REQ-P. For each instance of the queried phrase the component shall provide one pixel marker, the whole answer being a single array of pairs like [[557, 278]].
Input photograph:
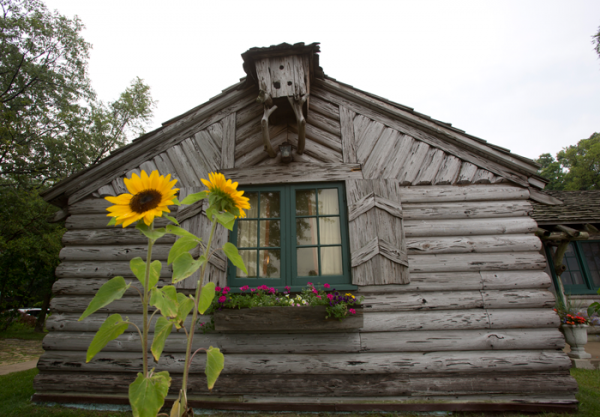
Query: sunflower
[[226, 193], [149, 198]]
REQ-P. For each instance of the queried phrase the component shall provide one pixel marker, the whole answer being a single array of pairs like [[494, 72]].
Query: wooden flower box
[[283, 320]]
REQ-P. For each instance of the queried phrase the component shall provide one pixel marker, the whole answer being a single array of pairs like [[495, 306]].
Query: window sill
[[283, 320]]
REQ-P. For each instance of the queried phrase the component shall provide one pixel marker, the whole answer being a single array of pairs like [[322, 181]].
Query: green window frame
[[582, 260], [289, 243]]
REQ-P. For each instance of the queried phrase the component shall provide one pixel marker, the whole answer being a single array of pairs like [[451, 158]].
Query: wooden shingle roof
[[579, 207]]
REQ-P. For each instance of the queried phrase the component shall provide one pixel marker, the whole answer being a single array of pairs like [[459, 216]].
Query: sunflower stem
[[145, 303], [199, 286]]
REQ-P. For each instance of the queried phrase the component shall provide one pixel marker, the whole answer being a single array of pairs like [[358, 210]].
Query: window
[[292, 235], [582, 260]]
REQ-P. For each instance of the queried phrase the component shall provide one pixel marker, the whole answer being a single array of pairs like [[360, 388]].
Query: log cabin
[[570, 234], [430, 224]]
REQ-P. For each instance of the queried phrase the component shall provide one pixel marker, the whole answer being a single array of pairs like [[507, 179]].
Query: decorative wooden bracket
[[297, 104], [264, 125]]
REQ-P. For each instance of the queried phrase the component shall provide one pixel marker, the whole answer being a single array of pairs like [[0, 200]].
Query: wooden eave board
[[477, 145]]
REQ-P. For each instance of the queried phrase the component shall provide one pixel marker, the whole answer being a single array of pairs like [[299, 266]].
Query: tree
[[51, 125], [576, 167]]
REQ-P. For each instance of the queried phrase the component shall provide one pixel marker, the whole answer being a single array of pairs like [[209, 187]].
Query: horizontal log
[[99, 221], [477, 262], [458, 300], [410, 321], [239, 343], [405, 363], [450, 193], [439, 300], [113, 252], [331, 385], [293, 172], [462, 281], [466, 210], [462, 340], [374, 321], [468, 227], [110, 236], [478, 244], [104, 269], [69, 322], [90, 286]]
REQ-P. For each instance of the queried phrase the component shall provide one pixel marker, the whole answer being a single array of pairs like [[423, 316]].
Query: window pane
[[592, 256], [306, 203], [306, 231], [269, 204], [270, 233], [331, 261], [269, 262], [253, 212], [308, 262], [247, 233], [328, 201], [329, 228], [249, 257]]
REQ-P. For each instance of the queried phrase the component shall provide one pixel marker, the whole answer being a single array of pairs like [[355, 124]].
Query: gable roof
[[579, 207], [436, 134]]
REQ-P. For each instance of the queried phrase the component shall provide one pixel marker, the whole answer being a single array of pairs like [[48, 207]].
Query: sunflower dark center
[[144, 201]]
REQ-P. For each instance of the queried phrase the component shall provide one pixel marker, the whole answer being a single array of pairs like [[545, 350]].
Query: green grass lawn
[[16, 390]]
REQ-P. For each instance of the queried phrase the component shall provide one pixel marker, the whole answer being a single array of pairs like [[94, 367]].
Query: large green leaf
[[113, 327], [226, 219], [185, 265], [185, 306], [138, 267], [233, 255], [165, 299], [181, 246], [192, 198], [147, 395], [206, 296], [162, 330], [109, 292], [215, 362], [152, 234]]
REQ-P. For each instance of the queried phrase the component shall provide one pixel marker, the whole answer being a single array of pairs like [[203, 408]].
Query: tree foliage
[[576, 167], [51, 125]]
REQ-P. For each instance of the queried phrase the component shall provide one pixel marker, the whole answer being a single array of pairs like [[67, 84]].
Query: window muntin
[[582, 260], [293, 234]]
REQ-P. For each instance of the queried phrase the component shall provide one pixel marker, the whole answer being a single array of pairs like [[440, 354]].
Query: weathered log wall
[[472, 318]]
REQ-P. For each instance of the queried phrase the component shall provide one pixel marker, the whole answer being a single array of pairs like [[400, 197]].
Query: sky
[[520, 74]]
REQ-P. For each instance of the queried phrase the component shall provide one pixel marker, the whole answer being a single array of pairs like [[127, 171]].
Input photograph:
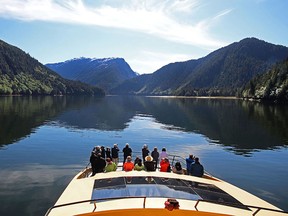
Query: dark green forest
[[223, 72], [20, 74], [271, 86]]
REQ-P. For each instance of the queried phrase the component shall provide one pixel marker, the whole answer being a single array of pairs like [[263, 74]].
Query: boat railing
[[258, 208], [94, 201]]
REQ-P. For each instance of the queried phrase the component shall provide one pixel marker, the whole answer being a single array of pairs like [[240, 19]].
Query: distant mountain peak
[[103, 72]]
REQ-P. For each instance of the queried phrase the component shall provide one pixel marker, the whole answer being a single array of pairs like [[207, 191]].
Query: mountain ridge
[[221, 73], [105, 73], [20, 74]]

════════════════════

Aim of the task
Give the lines of the records above as a Markdown table with two columns, Row and Line, where Row holds the row number and Line holds the line of text. Cover every record, skip blank lines, and leave the pictures out of the answer.

Output of the task
| Row | Line |
|---|---|
| 1 | REQ-P. For each instance of the queried phrase the component shall provide one pixel marker, the whole answer being a single array of pairs like [[557, 278]]. |
| 2 | Input photograph: |
| 3 | Query: sunflower |
| 4 | [[226, 193], [149, 198]] |
| 5 | REQ-P. For each instance of the queried phrase the component shall provide one pixel marker, the whole answer being a single array of pairs like [[494, 72]]. |
| 6 | Query: wooden flower box |
| 7 | [[283, 320]] |
| 8 | REQ-P. For each instance of the queried phrase the component shall provide one pixel marker, the whole answer being a single array of pairs like [[495, 306]]. |
| 9 | Query: window sill |
| 10 | [[283, 320]] |
| 11 | REQ-P. For each instance of the queried phrase the component shall provide one pixel marker, the whole answer being a single array of pairs like [[322, 181]]. |
| 12 | Query: green window frame |
| 13 | [[582, 260], [289, 243]] |
| 14 | REQ-P. For each instance of the queried phrase the component shall provide one pixel marker, the whole answer being a single array of pairs like [[451, 158]]. |
| 15 | Query: wooden shingle roof |
| 16 | [[579, 207]] |
| 17 | REQ-P. For each instance of the queried phrase the component shall provide one pixel marker, the whole answer being a single array of pairs like [[459, 216]]. |
| 18 | Query: sunflower stem |
| 19 | [[145, 303], [199, 286]] |
| 20 | REQ-P. For each instance of the queried phrase the component shall provide one pixel marker, the whole answer being a single array of pairs like [[358, 210]]. |
| 21 | Query: window |
| 22 | [[292, 235], [582, 260]] |
| 23 | REQ-P. For each instance of the queried phrase the component shall provide one pixel marker, the whole answer being a single array of pairs like [[360, 388]]. |
| 24 | Query: log cabin |
| 25 | [[570, 234], [430, 224]] |
| 26 | REQ-P. For each instance of the queried phrase the component shall provide one pixel marker, the whole answer being a single array of pairs like [[507, 179]]. |
| 27 | Query: decorative wooden bracket |
| 28 | [[297, 104], [264, 125]] |
| 29 | REQ-P. For each instance of the queried phrase the component shall provide one pixel marker, the whole answer being a single array of pairs like [[0, 200]]. |
| 30 | Query: wooden eave board |
| 31 | [[477, 145]] |
| 32 | REQ-P. For each instance of the queried phrase the component shall provide one pixel marker, the whole answer being a single array of pairs like [[299, 266]]. |
| 33 | Query: tree |
| 34 | [[51, 125], [576, 167]] |
| 35 | REQ-P. For each instance of the queried phrase the component shall provide one pixel marker, the whole answer being a single array of pairs like [[209, 187]]. |
| 36 | Query: horizontal log |
| 37 | [[99, 221], [477, 262], [458, 300], [410, 321], [239, 343], [405, 363], [450, 193], [439, 300], [113, 252], [331, 385], [293, 172], [462, 281], [466, 210], [462, 340], [374, 321], [468, 227], [110, 236], [478, 244], [104, 269], [69, 322], [90, 286]] |
| 38 | REQ-P. For each instance of the queried phrase the component shall provide one pixel marker, the whole answer being a single array of pairs like [[423, 316]]. |
| 39 | Query: window pane |
| 40 | [[592, 256], [306, 203], [306, 231], [269, 204], [270, 233], [331, 261], [269, 262], [253, 212], [308, 262], [247, 233], [328, 201], [329, 228], [249, 257]] |
| 41 | REQ-P. For each instance of the queried phrase the component shall provide one pixel marker, the whole answer being a single array of pairs like [[355, 124]]. |
| 42 | Query: gable roof |
| 43 | [[579, 207], [436, 134]] |
| 44 | REQ-P. For each instance of the queried phrase the component shall provide one pixel marker, the whole answer being a single array of pairs like [[48, 207]]. |
| 45 | Query: sunflower dark center |
| 46 | [[144, 201]] |
| 47 | REQ-P. For each instance of the queried phrase the component shall provide one pixel marker, the whole answer being a single array of pairs like [[545, 350]]. |
| 48 | Query: green grass lawn |
| 49 | [[16, 390]] |
| 50 | REQ-P. For each instance of the queried phrase the component shall provide one pixel marker, the whole answer being a single array of pairs like [[94, 367]]. |
| 51 | Query: large green leaf |
| 52 | [[113, 327], [226, 219], [185, 265], [185, 306], [138, 267], [233, 255], [165, 299], [181, 246], [192, 198], [147, 395], [206, 296], [162, 330], [109, 292], [215, 362], [152, 234]] |
| 53 | REQ-P. For each instance of the queried phrase the component shall provide one pixel marker, the whole answer being a single array of pairs like [[203, 408]]. |
| 54 | Query: tree foliage |
| 55 | [[576, 167], [51, 125]] |
| 56 | REQ-P. For each instance of the queried phrase the component shall provide one pixel marker, the whole answer being a single array of pairs like [[67, 84]]. |
| 57 | Query: window muntin |
| 58 | [[582, 260], [293, 234]] |
| 59 | REQ-P. For each instance of the queried phrase the component shall provide one pixel marker, the whole answer being a single array of pairs like [[440, 354]]. |
| 60 | Query: weathered log wall |
| 61 | [[472, 318]] |
| 62 | REQ-P. For each instance of the queried phrase the component shall provide one pixel marker, the whole answer being a single array of pairs like [[400, 197]]. |
| 63 | Query: sky |
| 64 | [[520, 74]] |
| 65 | REQ-P. For each instance of the queried phrase the component shall provide one pixel marker, the whole answer being a single array of pairs like [[127, 171]]. |
| 66 | Input photograph: |
| 67 | Query: dark green forest |
| 68 | [[223, 72], [20, 74], [271, 86]] |
| 69 | REQ-P. For each instance of the queried phrase the component shall provide one pixel marker, the whole answer being a single array of pairs like [[263, 74]]. |
| 70 | Query: boat railing |
| 71 | [[258, 208], [94, 201]] |
| 72 | REQ-P. For each instance of the queried phrase the component shall provide one pixel marker, the whole answer being a single array of pairs like [[240, 19]]. |
| 73 | Query: distant mountain peak |
| 74 | [[103, 72]] |
| 75 | REQ-P. For each instance of the queried phrase the component shall provide one pixel marker, the whole answer being a single array of pairs like [[207, 191]]. |
| 76 | Query: mountain ridge |
| 77 | [[221, 73], [105, 73], [20, 74]] |